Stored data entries
BEGIN
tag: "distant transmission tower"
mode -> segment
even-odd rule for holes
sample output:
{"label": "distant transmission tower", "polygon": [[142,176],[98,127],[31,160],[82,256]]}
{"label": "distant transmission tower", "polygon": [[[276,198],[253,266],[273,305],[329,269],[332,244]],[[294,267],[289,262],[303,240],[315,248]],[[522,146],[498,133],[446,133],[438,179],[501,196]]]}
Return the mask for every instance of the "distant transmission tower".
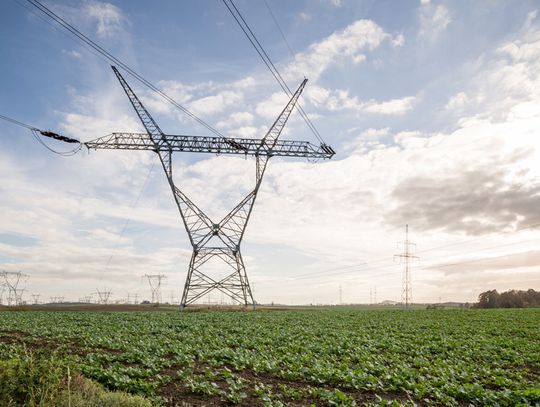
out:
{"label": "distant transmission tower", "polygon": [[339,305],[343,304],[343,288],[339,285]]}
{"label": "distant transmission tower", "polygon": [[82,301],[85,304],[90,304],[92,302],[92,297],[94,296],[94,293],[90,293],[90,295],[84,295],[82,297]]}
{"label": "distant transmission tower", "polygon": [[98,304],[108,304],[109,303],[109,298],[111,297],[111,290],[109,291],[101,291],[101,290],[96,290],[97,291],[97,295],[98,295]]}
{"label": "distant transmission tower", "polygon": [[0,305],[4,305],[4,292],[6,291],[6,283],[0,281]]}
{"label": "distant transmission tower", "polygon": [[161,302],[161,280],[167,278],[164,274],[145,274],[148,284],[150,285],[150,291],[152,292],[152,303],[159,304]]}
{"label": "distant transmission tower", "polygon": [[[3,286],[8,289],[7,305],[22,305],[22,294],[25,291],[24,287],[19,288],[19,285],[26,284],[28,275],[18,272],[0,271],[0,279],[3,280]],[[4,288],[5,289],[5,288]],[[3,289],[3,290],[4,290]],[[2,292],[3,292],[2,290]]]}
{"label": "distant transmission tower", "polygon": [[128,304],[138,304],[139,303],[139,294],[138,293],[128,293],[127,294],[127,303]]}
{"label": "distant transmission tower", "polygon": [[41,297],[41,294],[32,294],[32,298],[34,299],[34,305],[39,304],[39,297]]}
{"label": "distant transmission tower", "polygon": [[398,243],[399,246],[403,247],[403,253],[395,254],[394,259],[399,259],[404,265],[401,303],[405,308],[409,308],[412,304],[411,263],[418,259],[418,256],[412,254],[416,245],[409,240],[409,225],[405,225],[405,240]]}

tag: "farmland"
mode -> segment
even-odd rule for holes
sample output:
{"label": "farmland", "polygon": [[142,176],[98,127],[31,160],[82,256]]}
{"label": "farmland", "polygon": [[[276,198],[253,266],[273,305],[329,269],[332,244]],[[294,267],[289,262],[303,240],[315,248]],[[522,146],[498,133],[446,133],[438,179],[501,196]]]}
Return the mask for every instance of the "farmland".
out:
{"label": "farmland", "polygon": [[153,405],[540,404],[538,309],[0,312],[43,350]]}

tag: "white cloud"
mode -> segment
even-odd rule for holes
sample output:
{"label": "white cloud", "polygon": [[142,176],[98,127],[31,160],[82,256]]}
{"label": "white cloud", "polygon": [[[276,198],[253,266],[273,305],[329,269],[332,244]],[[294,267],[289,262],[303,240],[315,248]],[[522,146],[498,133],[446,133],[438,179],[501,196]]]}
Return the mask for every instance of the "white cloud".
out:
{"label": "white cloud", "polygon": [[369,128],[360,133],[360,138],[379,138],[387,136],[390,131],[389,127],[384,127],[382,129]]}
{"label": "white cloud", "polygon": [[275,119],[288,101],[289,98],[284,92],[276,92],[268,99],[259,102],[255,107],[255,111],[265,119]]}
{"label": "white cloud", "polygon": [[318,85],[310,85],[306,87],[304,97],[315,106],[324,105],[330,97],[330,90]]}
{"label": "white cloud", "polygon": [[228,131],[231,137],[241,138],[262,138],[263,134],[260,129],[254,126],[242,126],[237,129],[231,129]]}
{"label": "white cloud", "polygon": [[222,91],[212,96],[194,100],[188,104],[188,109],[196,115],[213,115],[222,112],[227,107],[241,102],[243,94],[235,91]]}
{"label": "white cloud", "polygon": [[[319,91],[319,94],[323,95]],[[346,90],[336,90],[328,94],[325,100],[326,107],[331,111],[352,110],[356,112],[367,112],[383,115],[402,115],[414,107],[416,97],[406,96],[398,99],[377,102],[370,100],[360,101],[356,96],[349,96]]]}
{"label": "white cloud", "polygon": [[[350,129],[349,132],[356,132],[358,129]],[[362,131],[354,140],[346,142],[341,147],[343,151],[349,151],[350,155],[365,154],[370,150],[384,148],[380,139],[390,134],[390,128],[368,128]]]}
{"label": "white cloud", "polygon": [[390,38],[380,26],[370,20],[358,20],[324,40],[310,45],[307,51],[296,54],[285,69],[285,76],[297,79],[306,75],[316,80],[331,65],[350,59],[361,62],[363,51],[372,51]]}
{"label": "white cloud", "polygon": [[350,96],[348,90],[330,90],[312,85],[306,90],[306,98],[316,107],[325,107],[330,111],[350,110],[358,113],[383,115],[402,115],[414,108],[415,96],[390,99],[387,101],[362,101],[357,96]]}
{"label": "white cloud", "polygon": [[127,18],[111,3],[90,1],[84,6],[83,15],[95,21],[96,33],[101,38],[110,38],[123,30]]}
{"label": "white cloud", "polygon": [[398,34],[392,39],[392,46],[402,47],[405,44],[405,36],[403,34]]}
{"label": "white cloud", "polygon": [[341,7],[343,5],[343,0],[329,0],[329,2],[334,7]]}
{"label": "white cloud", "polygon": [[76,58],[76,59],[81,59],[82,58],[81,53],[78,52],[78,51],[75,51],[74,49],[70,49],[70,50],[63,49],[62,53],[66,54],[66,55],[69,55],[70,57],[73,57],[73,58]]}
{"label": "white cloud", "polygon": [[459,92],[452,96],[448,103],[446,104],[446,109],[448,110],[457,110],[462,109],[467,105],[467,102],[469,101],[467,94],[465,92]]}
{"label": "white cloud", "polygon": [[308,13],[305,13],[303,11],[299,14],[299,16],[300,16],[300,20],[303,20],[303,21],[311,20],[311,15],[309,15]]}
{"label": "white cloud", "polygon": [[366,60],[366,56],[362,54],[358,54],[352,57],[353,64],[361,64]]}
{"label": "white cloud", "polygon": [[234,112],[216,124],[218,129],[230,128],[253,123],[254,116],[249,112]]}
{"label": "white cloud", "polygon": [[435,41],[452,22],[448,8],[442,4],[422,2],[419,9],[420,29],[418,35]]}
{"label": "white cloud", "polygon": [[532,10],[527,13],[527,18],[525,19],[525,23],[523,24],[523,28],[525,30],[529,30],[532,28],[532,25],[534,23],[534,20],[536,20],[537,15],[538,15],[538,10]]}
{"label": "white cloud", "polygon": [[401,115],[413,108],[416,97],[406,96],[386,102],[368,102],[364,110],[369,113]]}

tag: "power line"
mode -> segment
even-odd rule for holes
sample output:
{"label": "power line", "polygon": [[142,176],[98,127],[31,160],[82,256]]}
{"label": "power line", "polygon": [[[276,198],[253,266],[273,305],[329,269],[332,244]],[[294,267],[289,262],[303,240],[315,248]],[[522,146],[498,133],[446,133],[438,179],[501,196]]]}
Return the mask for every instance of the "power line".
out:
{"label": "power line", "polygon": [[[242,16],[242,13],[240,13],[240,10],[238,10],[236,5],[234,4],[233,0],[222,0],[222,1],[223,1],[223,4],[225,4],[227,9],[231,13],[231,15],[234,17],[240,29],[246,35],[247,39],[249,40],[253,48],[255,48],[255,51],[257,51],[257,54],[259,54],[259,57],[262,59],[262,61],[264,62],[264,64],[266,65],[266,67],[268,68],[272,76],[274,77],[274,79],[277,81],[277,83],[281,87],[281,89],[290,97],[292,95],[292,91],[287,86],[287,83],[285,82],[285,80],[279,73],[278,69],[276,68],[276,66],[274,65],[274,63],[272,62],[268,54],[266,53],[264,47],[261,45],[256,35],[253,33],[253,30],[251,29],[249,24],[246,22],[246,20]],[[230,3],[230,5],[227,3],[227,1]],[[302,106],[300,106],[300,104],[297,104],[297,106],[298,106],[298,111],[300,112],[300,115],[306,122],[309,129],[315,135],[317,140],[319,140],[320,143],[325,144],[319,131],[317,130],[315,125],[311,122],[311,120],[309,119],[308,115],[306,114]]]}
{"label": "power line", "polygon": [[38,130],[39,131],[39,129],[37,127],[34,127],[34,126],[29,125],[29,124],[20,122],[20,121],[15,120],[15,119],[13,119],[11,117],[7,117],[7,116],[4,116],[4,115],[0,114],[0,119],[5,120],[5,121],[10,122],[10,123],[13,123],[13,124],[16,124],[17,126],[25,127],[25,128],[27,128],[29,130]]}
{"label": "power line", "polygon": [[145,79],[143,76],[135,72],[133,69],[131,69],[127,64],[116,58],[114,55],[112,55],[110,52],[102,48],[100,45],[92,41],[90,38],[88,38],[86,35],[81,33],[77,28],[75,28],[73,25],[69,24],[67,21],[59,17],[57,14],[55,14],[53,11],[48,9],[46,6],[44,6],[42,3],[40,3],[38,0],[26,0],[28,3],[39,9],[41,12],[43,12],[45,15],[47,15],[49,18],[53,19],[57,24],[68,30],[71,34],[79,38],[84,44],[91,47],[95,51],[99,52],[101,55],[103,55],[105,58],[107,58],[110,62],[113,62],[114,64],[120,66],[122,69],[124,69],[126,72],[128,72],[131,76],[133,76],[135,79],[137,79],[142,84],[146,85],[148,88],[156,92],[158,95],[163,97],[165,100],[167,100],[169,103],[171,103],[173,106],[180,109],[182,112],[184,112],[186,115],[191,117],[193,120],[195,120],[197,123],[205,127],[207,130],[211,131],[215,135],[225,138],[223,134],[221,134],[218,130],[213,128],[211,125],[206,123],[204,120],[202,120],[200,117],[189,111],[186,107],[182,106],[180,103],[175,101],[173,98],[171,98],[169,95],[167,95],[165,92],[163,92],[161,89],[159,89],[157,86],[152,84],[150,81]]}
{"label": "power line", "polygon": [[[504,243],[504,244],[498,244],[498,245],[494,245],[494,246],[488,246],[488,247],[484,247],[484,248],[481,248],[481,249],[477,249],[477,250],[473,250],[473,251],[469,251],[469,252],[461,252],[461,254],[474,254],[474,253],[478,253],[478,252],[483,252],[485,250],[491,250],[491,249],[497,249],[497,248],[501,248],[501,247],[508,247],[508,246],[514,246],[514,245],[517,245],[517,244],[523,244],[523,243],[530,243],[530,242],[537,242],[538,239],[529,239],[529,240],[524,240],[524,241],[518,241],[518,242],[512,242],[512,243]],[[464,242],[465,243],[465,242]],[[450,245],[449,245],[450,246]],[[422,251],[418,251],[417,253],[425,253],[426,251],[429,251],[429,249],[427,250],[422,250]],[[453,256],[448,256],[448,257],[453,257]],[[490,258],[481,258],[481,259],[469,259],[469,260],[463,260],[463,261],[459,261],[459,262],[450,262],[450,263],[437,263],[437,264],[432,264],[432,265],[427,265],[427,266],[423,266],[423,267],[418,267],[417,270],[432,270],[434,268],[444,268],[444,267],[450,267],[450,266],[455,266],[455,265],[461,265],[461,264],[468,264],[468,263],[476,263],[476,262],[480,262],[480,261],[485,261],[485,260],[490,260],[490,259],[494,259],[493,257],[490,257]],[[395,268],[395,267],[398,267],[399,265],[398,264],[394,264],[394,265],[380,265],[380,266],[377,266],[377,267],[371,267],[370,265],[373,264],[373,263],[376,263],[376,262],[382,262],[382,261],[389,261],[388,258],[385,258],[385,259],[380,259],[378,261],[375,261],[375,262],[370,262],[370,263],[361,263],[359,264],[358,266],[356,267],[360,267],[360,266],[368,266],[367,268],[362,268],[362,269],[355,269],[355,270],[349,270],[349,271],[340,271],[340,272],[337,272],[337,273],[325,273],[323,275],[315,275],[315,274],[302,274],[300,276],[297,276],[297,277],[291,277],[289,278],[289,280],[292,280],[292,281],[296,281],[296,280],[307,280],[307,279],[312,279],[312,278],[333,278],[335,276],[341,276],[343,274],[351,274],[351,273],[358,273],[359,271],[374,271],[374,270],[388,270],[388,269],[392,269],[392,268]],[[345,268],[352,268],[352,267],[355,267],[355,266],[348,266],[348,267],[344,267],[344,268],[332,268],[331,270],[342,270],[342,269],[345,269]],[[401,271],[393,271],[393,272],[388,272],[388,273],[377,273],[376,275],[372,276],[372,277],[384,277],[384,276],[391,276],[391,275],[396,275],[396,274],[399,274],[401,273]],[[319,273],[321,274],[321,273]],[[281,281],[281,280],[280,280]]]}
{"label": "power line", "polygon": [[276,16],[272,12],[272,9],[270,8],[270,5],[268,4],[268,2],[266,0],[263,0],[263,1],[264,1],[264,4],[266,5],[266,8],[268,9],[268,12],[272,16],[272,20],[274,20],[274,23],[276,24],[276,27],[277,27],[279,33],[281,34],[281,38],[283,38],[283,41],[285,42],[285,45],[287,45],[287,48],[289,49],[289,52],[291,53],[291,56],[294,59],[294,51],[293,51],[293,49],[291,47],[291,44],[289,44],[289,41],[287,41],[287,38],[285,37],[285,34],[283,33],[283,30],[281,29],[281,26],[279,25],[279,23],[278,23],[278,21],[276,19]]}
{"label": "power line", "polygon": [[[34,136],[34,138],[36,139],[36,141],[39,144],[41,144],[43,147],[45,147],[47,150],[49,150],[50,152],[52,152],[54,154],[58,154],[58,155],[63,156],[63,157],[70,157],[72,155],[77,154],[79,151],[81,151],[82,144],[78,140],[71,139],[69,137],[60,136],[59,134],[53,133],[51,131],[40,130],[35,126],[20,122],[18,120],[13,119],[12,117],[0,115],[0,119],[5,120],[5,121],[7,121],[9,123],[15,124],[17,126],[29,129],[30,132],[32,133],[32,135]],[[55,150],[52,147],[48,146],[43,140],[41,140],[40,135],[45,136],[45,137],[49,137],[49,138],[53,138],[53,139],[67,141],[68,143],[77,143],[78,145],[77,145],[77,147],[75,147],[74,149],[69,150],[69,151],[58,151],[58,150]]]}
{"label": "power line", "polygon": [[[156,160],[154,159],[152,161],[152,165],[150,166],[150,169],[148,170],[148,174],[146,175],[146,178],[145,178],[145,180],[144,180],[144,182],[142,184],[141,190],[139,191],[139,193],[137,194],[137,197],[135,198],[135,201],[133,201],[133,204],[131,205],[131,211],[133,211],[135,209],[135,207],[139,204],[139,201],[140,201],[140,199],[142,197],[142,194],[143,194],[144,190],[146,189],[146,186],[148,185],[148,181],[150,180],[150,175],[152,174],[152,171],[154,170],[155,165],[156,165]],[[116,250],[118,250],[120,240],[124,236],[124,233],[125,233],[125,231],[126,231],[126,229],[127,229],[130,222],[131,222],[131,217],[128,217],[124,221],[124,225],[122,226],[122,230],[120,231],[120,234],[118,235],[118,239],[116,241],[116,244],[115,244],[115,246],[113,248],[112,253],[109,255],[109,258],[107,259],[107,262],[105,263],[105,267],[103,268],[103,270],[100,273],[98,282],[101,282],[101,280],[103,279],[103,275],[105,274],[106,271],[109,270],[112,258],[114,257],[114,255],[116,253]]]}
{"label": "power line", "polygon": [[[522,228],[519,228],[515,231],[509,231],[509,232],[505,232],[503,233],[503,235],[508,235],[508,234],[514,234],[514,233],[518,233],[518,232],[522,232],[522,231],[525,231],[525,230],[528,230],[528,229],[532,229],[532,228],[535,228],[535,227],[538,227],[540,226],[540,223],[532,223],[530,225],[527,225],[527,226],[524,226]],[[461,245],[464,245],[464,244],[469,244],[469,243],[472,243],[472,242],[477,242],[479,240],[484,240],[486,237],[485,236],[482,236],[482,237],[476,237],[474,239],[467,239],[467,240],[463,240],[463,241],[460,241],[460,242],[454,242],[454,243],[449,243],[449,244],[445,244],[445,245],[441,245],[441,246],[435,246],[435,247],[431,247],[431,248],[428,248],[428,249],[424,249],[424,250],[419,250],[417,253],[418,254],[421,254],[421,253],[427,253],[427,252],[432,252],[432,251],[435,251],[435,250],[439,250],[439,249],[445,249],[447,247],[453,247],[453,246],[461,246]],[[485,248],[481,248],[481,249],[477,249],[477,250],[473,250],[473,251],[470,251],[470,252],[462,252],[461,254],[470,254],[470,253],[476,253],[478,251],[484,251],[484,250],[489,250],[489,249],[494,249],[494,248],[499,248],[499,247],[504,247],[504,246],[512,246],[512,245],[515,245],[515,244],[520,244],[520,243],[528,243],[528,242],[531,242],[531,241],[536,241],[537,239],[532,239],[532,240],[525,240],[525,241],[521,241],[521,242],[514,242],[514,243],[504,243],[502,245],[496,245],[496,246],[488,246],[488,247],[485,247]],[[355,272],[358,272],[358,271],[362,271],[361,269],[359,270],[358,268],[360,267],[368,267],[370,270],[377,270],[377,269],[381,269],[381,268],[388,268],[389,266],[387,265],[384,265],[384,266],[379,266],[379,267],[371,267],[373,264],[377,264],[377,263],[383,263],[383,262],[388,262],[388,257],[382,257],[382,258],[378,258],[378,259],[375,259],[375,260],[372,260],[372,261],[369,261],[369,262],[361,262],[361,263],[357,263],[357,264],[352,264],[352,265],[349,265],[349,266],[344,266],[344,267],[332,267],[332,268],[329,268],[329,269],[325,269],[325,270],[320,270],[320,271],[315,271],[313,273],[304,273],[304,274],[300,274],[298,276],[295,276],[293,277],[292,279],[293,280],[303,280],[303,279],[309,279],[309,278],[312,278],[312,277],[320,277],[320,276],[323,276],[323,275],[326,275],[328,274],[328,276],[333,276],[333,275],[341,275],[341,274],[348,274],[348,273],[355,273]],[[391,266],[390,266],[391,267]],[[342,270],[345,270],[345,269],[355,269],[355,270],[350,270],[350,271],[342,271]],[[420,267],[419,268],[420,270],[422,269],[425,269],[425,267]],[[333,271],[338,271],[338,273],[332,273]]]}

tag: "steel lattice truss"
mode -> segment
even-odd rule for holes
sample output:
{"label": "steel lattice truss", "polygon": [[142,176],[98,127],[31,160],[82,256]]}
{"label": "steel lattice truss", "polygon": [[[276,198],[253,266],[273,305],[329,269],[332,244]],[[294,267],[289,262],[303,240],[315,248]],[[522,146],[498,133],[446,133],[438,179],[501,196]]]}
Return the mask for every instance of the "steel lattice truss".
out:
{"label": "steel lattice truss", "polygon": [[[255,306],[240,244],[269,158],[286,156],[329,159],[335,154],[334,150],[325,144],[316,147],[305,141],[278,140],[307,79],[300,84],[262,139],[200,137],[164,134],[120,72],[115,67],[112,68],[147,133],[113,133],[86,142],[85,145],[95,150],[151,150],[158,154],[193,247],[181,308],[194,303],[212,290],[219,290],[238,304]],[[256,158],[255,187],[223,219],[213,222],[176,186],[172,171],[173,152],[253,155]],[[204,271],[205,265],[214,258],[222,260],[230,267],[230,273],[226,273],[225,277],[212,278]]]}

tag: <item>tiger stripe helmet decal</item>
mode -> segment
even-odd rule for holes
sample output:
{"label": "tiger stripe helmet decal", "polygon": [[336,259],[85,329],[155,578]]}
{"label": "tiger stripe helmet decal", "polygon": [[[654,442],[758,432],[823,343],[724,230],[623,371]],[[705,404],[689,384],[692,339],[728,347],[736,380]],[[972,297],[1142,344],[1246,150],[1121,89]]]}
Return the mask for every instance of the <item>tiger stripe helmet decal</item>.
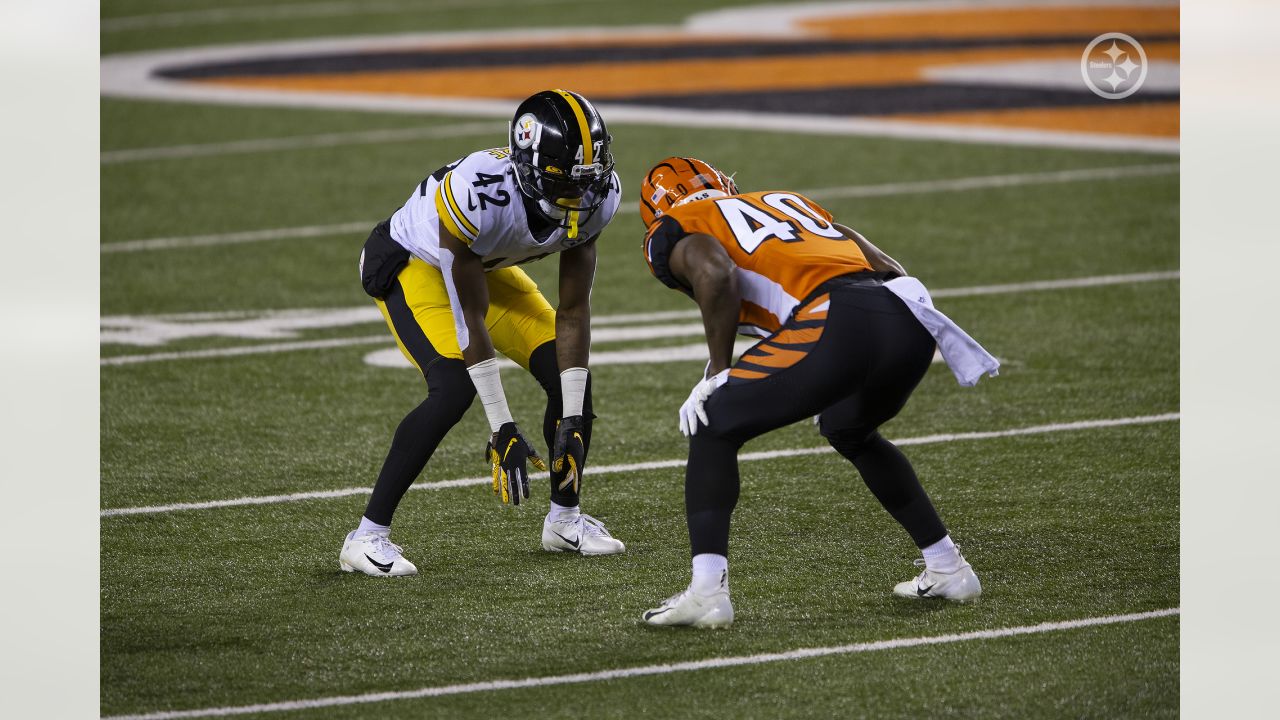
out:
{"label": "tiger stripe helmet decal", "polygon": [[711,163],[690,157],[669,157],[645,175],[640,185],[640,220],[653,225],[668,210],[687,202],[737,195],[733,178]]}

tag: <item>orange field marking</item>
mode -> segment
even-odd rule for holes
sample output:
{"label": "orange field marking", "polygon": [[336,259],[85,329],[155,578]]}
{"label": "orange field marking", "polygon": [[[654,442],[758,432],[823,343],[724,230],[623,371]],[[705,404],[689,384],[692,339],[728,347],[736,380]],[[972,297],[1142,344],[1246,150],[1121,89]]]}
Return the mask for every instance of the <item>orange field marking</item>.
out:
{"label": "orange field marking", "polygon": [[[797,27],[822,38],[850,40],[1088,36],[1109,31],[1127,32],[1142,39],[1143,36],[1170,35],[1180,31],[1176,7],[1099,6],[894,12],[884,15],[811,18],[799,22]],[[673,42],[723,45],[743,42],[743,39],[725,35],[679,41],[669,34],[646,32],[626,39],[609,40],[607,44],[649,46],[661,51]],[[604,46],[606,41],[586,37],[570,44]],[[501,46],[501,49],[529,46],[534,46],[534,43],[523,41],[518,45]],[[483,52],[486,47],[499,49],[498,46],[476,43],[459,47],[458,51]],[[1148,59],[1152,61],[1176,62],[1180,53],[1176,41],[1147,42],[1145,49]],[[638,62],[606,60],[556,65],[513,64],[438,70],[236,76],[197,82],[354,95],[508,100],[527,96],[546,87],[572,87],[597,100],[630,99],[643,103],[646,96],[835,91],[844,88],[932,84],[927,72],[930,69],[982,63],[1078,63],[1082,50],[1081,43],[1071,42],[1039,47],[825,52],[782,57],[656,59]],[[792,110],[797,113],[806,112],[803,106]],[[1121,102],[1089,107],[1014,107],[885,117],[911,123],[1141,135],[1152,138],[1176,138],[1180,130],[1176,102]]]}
END
**Your assignment:** Print exactly the lines above that run from the one with "tag: <item>tiger stripe helmet decal</item>" to the one with "Return the mask for every instance of the <item>orange", both included. No pictures.

**Result:**
tag: <item>tiger stripe helmet decal</item>
mode -> segment
even-odd rule for holes
sample output:
{"label": "tiger stripe helmet decal", "polygon": [[336,259],[85,329],[155,578]]}
{"label": "tiger stripe helmet decal", "polygon": [[[654,442],[758,432],[823,343],[724,230],[623,371]],[[705,404],[689,384],[692,339],[728,347],[736,380]],[[972,297],[1142,344],[1246,150],[1121,89]]]}
Return the mask for every instance of the <item>tiger stripe helmet decal</item>.
out:
{"label": "tiger stripe helmet decal", "polygon": [[711,163],[690,157],[669,157],[645,175],[640,185],[640,220],[653,225],[668,210],[687,202],[737,195],[733,178]]}

tag: <item>orange field marking</item>
mode -> segment
even-odd rule for holes
sample output:
{"label": "orange field marking", "polygon": [[336,259],[85,329],[155,578]]}
{"label": "orange field marking", "polygon": [[[654,442],[758,432],[823,343],[724,230],[623,371]],[[705,404],[689,384],[692,339],[728,347],[736,380]],[[972,297],[1142,344],[1246,150],[1121,89]]]}
Return the mask for every instance of the <item>orange field marking</item>.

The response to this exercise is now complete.